▸ What the exercise asks
Copy the entries below word for word, leaving out the pictures.

▸ Input records
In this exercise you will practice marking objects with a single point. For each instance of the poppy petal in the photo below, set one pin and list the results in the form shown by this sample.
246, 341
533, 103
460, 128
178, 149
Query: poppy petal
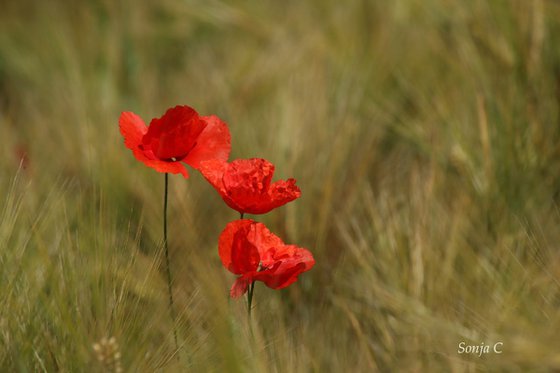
175, 134
283, 191
226, 242
132, 128
212, 143
162, 166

▸ Answer to the exercise
In this exercise you will practice marking objects with a single point. For each instance of the poppy petal in the photo below, set one pin and list the results in the form shown by this sample.
246, 341
533, 103
460, 128
178, 149
Query: poppy petal
175, 134
283, 191
226, 242
132, 128
212, 143
162, 166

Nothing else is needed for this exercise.